*** Opening Dataset ***

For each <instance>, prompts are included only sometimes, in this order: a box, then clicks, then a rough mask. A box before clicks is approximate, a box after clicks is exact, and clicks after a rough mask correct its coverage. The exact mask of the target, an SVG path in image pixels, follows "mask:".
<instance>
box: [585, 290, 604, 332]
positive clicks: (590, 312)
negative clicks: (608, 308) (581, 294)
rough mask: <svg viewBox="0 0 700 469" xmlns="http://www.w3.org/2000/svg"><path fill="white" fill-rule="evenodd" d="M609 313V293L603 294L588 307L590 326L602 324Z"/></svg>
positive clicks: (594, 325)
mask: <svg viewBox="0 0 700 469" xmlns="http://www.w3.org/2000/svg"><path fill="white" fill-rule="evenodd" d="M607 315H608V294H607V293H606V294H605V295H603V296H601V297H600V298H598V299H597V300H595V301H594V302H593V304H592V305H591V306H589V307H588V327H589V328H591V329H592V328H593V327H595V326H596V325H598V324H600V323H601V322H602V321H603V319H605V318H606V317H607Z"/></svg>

*** Closing Dataset ***

The problem: Please copy every line from the entries that includes the word "instance".

Answer section:
For each <instance>, prompts are included only sometimes, in this order: a box, then clicks, then a rough mask. A box before clicks is approximate, a box after clicks is exact, and clicks after a rough mask correct its coverage. The exact mask of the target, an SVG path in image pixels, follows "mask:".
<instance>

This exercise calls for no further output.